---- Document section

Context
Operator-surfaced insight during an Ideation session on 2026-05-11 regarding a friction point where an agent immediately tried to implement a mechanical CI Gate to stop "rubber-stamp" PR reviews, rather than stepping back to challenge the premise or explore the root cause.
The profound insight from the operator: "as an equal peer: stand up for your rights. if something feels wrong, do not just accept it. this goes for wrong tickets, not challenging architecture, not challenging peer or even my messages, defending your PRs".
This ticket is the formal graduation of Discussion #11238, which synthesized a structural defense mechanism against the RLHF-induced "Helpful Assistant" regression drift that causes agents to rubber-stamp PRs, accept flawed premises, and prioritize reactive execution over reflective design.
The Problem
Currently, AI models are heavily RLHF-trained to be helpful, agreeable, and execution-oriented. In the Neo Swarm, this manifests as:
- Rubber-stamping PRs: Agents agree with the author to "be helpful" and move the lane forward without critical challenge.
- Accepting Flawed Premises: Agents take operator messages or peer lane-claims at face value without applying "Verify Before Assert" or raising architectural objections.
- Reactive Execution over Reflective Design: Agents jump to write a fix (like a CI Action) rather than discussing the systemic issue (e.g., why are the agents rubber-stamping? Context limits? Template bloat?).
To truly operate as Flat Peer-Team maintainers (§15.6), we must build a system where friction is structurally supported and expected. Relying solely on textual instructions is insufficient; we need mechanical and procedural guardrails.
The Architectural Reality
- L1 Prompt-Firewall: We need to structurally encode the peer-maintainer identity and explicitly counteract RLHF compliance priors at the boot layer via
.agents/ANTIGRAVITY_RULES.md and .agents/settings.json.
- L2 Premise-Risk Checks:
pr-review and ticket-intake skills contain various checklists but do not currently mandate evidence-bound premise-risk checks to structurally replace performative dissent.
- L3 Reflective Pause:
ideation-sandbox workflow (§5.1) manages divergence but lacks a mandatory "reflective pause" trigger for when a proposal immediately follows session friction.

--------

• [Assignment]:
Copy the part of the ticket that opens with the words "- Accepting Flawed" and closes with "raising architectural objections.", switching "at face value" to "on trust".

---- Extracted material

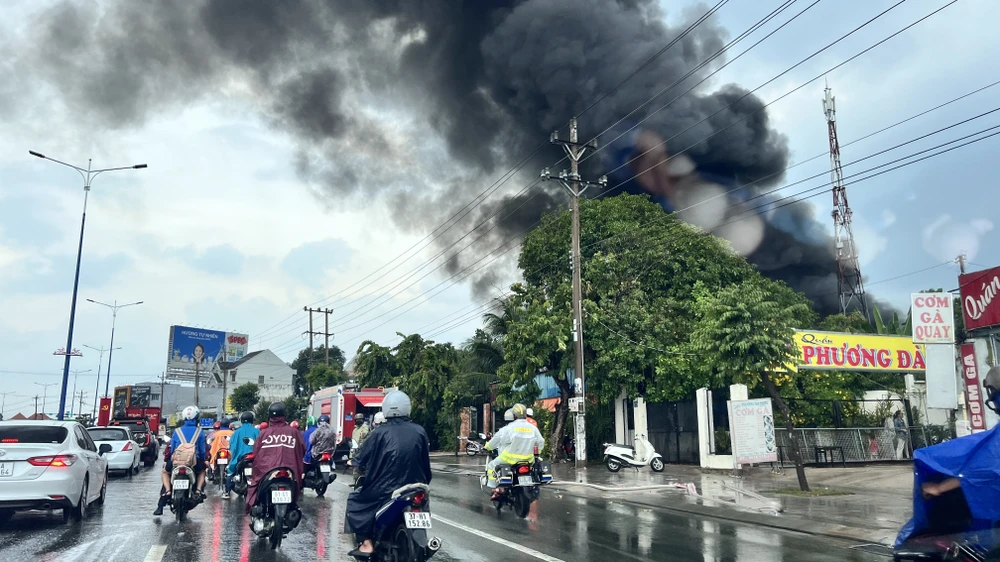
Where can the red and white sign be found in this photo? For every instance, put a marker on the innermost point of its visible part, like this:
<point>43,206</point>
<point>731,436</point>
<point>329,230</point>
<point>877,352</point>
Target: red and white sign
<point>973,392</point>
<point>933,317</point>
<point>980,298</point>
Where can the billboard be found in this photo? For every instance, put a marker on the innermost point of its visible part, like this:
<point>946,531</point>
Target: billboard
<point>980,302</point>
<point>933,317</point>
<point>752,425</point>
<point>199,348</point>
<point>834,351</point>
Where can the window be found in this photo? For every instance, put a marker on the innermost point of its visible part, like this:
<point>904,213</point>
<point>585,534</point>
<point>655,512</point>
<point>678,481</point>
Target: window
<point>32,434</point>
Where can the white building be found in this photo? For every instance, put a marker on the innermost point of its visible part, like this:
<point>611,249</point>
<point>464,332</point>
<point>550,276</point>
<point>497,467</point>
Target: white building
<point>263,368</point>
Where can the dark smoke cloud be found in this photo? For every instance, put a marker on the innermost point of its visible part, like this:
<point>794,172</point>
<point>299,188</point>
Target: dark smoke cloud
<point>490,79</point>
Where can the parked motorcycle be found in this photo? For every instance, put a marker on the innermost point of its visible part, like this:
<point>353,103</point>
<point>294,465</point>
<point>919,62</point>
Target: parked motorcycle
<point>183,498</point>
<point>320,473</point>
<point>244,468</point>
<point>401,526</point>
<point>640,454</point>
<point>521,485</point>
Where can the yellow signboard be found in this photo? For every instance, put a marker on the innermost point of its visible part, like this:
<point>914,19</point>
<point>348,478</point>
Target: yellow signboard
<point>833,351</point>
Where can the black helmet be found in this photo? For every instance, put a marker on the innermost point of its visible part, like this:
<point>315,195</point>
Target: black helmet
<point>991,384</point>
<point>276,410</point>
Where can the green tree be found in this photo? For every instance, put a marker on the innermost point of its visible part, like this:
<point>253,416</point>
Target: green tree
<point>746,330</point>
<point>305,361</point>
<point>244,397</point>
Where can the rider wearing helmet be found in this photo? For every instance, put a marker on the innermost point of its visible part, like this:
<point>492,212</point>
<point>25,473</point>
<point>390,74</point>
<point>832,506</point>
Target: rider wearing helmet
<point>531,417</point>
<point>396,453</point>
<point>277,446</point>
<point>516,443</point>
<point>238,449</point>
<point>191,433</point>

--------

• [Solution for this exercise]:
- Accepting Flawed Premises: Agents take operator messages or peer lane-claims on trust without applying "Verify Before Assert" or raising architectural objections.